Science Platforms Leverage Research to Cure Heart Attacks
Science platforms are infrastructure developed and used by researchers to increase capacity and opportunity in research, accelerating knowledge diversification, information-sharing, and collaboration among diverse disciplines. A team of university researchers working on a wide-ranging effort to tackle the top killer worldwide—heart attacks—has developed platforms for engineering and producing human cardiac tissue that can be used in life-saving cardiac tissue engineering studies. This research is being supported by the National Science Foundation (NSF)-funded Engineering Research Center (ERC) in Cellular Metamaterials (CELL-MET), headquartered at Boston University (BU).

- [RECORD EXCERPTS]:
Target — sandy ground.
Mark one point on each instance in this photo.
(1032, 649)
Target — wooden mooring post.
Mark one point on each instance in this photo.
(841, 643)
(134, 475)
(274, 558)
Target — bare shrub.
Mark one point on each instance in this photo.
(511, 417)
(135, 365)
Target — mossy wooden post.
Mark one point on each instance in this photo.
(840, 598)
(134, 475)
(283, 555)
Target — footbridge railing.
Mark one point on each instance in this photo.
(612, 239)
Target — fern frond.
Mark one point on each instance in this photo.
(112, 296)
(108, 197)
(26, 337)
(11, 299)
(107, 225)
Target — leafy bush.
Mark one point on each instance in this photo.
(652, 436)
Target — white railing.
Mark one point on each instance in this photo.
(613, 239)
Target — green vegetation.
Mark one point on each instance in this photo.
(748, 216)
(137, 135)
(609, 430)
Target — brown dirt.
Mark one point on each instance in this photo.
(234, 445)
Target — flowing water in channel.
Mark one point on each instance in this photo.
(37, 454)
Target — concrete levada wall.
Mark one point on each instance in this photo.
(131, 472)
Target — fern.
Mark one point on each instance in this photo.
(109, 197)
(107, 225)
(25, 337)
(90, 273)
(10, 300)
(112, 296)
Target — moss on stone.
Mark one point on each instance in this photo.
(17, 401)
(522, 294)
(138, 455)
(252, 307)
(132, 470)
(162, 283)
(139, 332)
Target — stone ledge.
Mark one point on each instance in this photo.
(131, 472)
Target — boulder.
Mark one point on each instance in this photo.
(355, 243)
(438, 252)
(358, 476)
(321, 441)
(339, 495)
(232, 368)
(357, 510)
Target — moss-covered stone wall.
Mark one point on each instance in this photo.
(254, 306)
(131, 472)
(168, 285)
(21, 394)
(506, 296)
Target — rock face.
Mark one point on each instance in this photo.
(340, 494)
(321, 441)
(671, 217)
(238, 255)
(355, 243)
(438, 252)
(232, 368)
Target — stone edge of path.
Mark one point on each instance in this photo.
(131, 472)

- [TASK DETAILS]: According to the passage on science platforms and heart attack research, where is the Engineering Research Center in Cellular Metamaterials (CELL-MET) headquartered?

- [ANSWER SPACE]: It is headquartered at Boston University (BU).